Tarea escrita A =>
Resume en dos oraciones el relato sobre la nochebuena en el Panamá viejo que aparece más abajo.
Tarea escrita B =>
Repite sin cambios el fragmento del relato sobre la nochebuena en el Panamá viejo que comienza con las palabras "En Panamá existe" y termina con "un calor pegajoso.".

━━━ Texto proporcionado ━━━

La tarde la pasé paseando por el casco antiguo de Panamá (no confundir con el Panamá viejo) y de noche me dirigí de vuelta a la casa de mis nuevos amigos en los suburbios del Panamá viejo (no confundir con el casco antiguo). Junto a la gente del gueto disfruté de una de las mejores nochebuenas de mi vida.

Cuando tenía 25 años le pedí a Sweet que nunca me dejara fumar tabaco pues sabía ya entonces que si empezaba a fumar mi personalidad adictiva me impediría dejarlo. ¡Qué sabio era entonces!

Una de las cosas que más he echado de menos durante mis meses de viaje por latinoamérica son los desayunos a base de molletes, aceite y tomate que disfruto en Málaga cada fin de semana.

Cuando llegué al gueto la noche del 24 encontré a Deli y a Rommel charlando plácidamente en sus sillas de plástico en plena calle. En el Panamá viejo todos los vecinos celebraban juntos en la calle la navidad. Al fondo de la calle una misa evangelista que se celebraba a cielo abierto. ¡No vayas!, me advirtieron, el fondo de la calle no es seguro.

Los niños corrían como niños en el Panamá viejo. Llegó Eduardo, el cabecilla vacilón que al parecer había jugado un mundial con la subveinte de Panamá. Rommel era un abogado chanchullero de los que ayudan a blanquear capitales. Deli instalaba aires acondicionados y estaba casado con una dominicana que al parecer, no se entendía con los panameños. Más tarde apareció Miguel, un policía a punto de jubilarse tras treinta años de servicio que era el dueño de la casa donde celebrábamos y que reconocía abiertamente que en la mayoría de ocasiones lo mejor en su trabajo era hacer la vista gorda. También deambulaban por allí el yerno y la hija de Miguel. La esposa de Miguel nos sacaba a cada rato deliciosos platos de arroz con pollo que disfrutábamos en la misma calle.

A las doce, justo cuando empezaron los fuegos artificiales, empezamos a ir de casa en casa por el vecindario felicitándonos mutuamente la navidad. Los evangelistas levantaban sus velas y rezaban con los ojos cerrados bajo una luz tenue. Los niños iban a recoger sus regalos de Santa Claus. No todos, claro. Algunos niños esperaban resignados porque, según decían, en su casa no había «money».

En Panamá existe una mezcla curiosa entre la cultura tradicional, en vías de extinción y la cultura siempre emergente norteamericana. En una ciudad ya poblada de rascacielos el Panamá viejo era una rareza anacrónica en un enclave privilegiado. Los especuladores no tardarían en comprar las viviendas para construir nuevos rascacielos. Los vecinos lo sabían y se resignaban a ello.

Ten cuidado, me dijeron otra vez cuando me vieron alejarme, este barrio es peligroso.

Esa noche bailé salsa a mi manera, enseñe a una niña a montar en bicicleta y conversé con mi tocayo Antonio, una enorme bestia de dos metros de altura que paseaba desnudo dando golpes con su cuchillo jamonero y sonriendo a todo el mundo. Seguimos bebiendo cerveza hasta que, entrada la madrugada, me acompañaron atentos hasta que se aseguraron de que cogía un taxi hacia el casco antiguo. Seguía haciendo un calor pegajoso.

━━━ Filas de datos ━━━

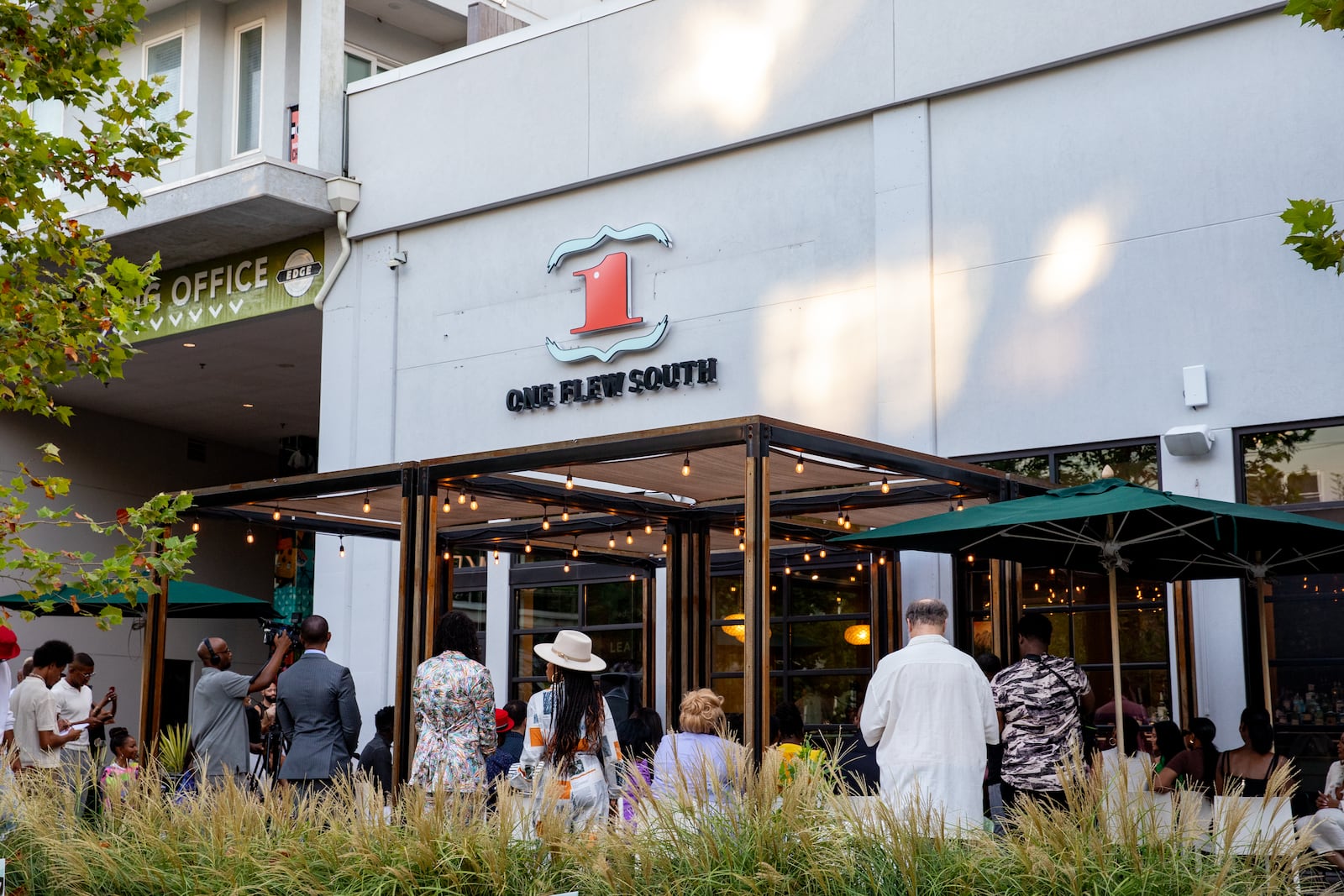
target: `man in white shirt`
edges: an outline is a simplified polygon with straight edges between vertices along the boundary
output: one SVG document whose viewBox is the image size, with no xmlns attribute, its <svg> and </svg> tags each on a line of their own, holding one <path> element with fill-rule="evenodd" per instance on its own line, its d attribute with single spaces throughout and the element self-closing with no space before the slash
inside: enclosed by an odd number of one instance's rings
<svg viewBox="0 0 1344 896">
<path fill-rule="evenodd" d="M 66 776 L 66 783 L 79 794 L 77 813 L 83 815 L 93 810 L 95 801 L 94 768 L 91 754 L 89 752 L 89 725 L 108 724 L 110 716 L 102 713 L 108 704 L 108 697 L 94 707 L 93 689 L 89 681 L 93 678 L 93 657 L 87 653 L 77 653 L 66 676 L 51 685 L 51 699 L 56 704 L 56 719 L 66 723 L 66 727 L 79 729 L 79 736 L 60 748 L 60 764 Z"/>
<path fill-rule="evenodd" d="M 909 643 L 878 664 L 859 719 L 863 739 L 878 746 L 882 795 L 898 811 L 941 817 L 949 833 L 981 829 L 985 744 L 999 743 L 989 682 L 943 637 L 941 600 L 911 603 L 906 627 Z"/>
<path fill-rule="evenodd" d="M 58 729 L 56 704 L 51 699 L 51 685 L 74 657 L 74 649 L 65 641 L 47 641 L 32 652 L 32 673 L 9 693 L 13 743 L 24 770 L 60 768 L 60 748 L 79 736 L 73 728 Z"/>
</svg>

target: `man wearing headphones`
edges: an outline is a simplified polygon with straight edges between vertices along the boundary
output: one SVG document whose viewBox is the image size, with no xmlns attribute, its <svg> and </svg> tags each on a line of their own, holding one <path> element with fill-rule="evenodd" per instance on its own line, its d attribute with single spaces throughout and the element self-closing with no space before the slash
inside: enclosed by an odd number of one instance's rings
<svg viewBox="0 0 1344 896">
<path fill-rule="evenodd" d="M 226 775 L 239 786 L 246 783 L 251 755 L 243 697 L 265 690 L 276 680 L 289 646 L 289 635 L 278 633 L 274 653 L 251 678 L 228 670 L 234 665 L 234 652 L 223 638 L 204 638 L 196 647 L 203 668 L 191 703 L 191 737 L 200 763 L 198 774 L 212 783 L 222 783 Z"/>
</svg>

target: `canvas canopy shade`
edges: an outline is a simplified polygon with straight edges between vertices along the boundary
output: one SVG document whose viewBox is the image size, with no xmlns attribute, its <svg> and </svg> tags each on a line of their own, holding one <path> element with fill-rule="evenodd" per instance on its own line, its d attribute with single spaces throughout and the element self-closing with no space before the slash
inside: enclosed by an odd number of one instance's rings
<svg viewBox="0 0 1344 896">
<path fill-rule="evenodd" d="M 896 551 L 974 552 L 997 560 L 1103 571 L 1110 583 L 1111 666 L 1120 685 L 1116 571 L 1148 579 L 1263 579 L 1344 563 L 1344 525 L 1270 508 L 1098 480 L 1000 504 L 941 513 L 836 539 Z M 1261 658 L 1266 700 L 1269 668 Z"/>
</svg>

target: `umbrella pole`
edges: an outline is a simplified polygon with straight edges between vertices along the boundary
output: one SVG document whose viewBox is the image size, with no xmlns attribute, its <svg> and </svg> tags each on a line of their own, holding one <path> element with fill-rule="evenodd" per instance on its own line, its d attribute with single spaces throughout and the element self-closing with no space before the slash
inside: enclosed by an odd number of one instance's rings
<svg viewBox="0 0 1344 896">
<path fill-rule="evenodd" d="M 1116 520 L 1106 516 L 1106 540 L 1116 537 Z M 1116 595 L 1116 557 L 1106 564 L 1106 579 L 1110 584 L 1110 674 L 1116 686 L 1116 733 L 1120 735 L 1121 716 L 1125 712 L 1125 697 L 1120 689 L 1120 599 Z"/>
</svg>

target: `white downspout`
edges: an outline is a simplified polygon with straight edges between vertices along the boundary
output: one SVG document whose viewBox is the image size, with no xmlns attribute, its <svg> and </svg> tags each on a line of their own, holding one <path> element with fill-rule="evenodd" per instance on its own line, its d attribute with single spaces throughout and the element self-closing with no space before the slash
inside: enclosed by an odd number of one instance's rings
<svg viewBox="0 0 1344 896">
<path fill-rule="evenodd" d="M 345 269 L 345 262 L 349 261 L 349 212 L 355 211 L 355 207 L 359 206 L 359 181 L 351 177 L 332 177 L 327 181 L 327 201 L 332 204 L 332 211 L 336 212 L 336 232 L 340 234 L 340 255 L 336 257 L 336 263 L 327 277 L 323 278 L 323 287 L 317 290 L 317 297 L 313 298 L 313 308 L 317 310 L 323 310 L 323 304 L 332 292 L 332 286 L 336 285 L 336 278 L 340 277 L 341 270 Z"/>
</svg>

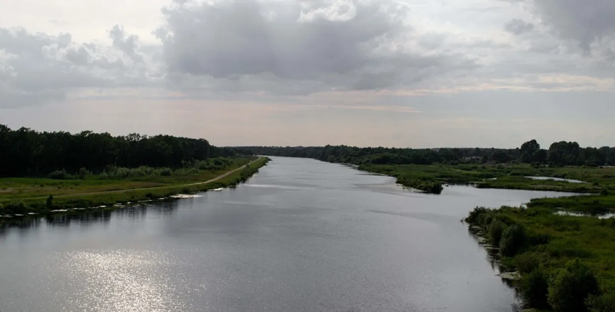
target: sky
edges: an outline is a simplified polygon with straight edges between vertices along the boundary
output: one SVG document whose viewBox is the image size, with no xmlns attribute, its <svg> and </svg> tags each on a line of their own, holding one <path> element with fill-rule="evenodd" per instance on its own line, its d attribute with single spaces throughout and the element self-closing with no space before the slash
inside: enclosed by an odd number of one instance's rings
<svg viewBox="0 0 615 312">
<path fill-rule="evenodd" d="M 613 0 L 3 1 L 13 129 L 614 145 Z"/>
</svg>

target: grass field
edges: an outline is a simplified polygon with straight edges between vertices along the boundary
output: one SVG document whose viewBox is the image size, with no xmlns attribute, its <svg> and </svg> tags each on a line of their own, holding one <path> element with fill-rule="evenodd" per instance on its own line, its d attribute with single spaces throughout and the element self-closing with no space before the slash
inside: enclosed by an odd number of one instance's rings
<svg viewBox="0 0 615 312">
<path fill-rule="evenodd" d="M 551 285 L 555 276 L 578 260 L 597 278 L 604 295 L 601 298 L 608 307 L 607 310 L 597 308 L 591 311 L 613 311 L 615 301 L 611 300 L 615 299 L 615 219 L 560 215 L 555 213 L 554 207 L 583 211 L 583 207 L 588 204 L 613 207 L 614 203 L 615 196 L 536 199 L 527 208 L 478 208 L 470 213 L 466 221 L 472 225 L 472 232 L 484 237 L 496 248 L 490 250 L 496 252 L 494 259 L 499 260 L 501 270 L 521 273 L 521 279 L 515 283 L 520 292 L 523 287 L 527 287 L 524 286 L 526 284 L 523 281 L 527 280 L 527 276 L 533 271 L 542 272 L 544 283 Z M 496 226 L 495 224 L 500 225 Z M 502 241 L 504 238 L 499 235 L 514 225 L 520 225 L 525 234 L 516 240 L 516 251 L 512 254 L 504 254 L 502 252 Z M 493 230 L 498 227 L 499 230 Z M 496 236 L 494 233 L 499 234 Z"/>
<path fill-rule="evenodd" d="M 475 184 L 486 189 L 552 190 L 576 193 L 599 193 L 615 189 L 615 168 L 534 168 L 528 164 L 500 165 L 365 165 L 360 170 L 397 178 L 406 186 L 423 190 L 434 183 Z M 534 180 L 526 176 L 551 177 L 579 180 L 573 183 L 554 180 Z M 423 186 L 425 186 L 424 188 Z"/>
<path fill-rule="evenodd" d="M 247 165 L 251 161 L 253 162 Z M 151 181 L 106 180 L 95 176 L 85 180 L 2 179 L 0 179 L 0 215 L 108 206 L 234 185 L 245 181 L 268 161 L 266 157 L 238 158 L 225 170 L 202 171 L 189 176 L 152 177 Z M 199 183 L 234 170 L 215 181 Z M 50 195 L 53 197 L 51 199 Z"/>
</svg>

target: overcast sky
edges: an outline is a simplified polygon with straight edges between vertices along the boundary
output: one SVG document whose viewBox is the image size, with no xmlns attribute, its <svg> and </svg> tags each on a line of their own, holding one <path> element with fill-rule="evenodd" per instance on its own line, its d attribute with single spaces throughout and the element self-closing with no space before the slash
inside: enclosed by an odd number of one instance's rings
<svg viewBox="0 0 615 312">
<path fill-rule="evenodd" d="M 215 145 L 615 145 L 613 0 L 5 0 L 0 123 Z"/>
</svg>

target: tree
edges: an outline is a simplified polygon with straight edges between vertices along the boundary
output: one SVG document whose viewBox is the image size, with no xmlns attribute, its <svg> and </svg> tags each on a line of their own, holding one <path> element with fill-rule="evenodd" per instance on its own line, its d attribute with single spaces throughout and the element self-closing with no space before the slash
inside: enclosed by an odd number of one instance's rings
<svg viewBox="0 0 615 312">
<path fill-rule="evenodd" d="M 523 275 L 518 281 L 518 288 L 523 303 L 528 306 L 537 309 L 549 308 L 549 283 L 546 273 L 542 268 Z"/>
<path fill-rule="evenodd" d="M 500 254 L 506 257 L 512 257 L 525 244 L 526 235 L 525 228 L 520 224 L 514 224 L 507 227 L 502 233 L 500 240 Z"/>
<path fill-rule="evenodd" d="M 600 292 L 596 277 L 577 259 L 551 281 L 548 301 L 555 312 L 586 312 L 587 299 Z"/>
<path fill-rule="evenodd" d="M 540 144 L 535 139 L 523 143 L 519 150 L 521 153 L 521 161 L 524 163 L 531 163 L 536 161 L 539 150 Z"/>
</svg>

━━━

Respuesta del ejercicio A =>
La noche del 24, los vecinos del Panamá viejo celebraron juntos la navidad en plena calle con arroz con pollo, cerveza, fuegos artificiales y visitas de casa en casa, mientras advertían una y otra vez que el barrio era peligroso. El relato también señala que ese barrio era una rareza entre los rascacielos de la ciudad y que sus vecinos se resignaban a que los especuladores compraran pronto sus viviendas.

Respuesta del ejercicio B =>
En Panamá existe una mezcla curiosa entre la cultura tradicional, en vías de extinción y la cultura siempre emergente norteamericana. En una ciudad ya poblada de rascacielos el Panamá viejo era una rareza anacrónica en un enclave privilegiado. Los especuladores no tardarían en comprar las viviendas para construir nuevos rascacielos. Los vecinos lo sabían y se resignaban a ello.

Ten cuidado, me dijeron otra vez cuando me vieron alejarme, este barrio es peligroso.

Esa noche bailé salsa a mi manera, enseñe a una niña a montar en bicicleta y conversé con mi tocayo Antonio, una enorme bestia de dos metros de altura que paseaba desnudo dando golpes con su cuchillo jamonero y sonriendo a todo el mundo. Seguimos bebiendo cerveza hasta que, entrada la madrugada, me acompañaron atentos hasta que se aseguraron de que cogía un taxi hacia el casco antiguo. Seguía haciendo un calor pegajoso.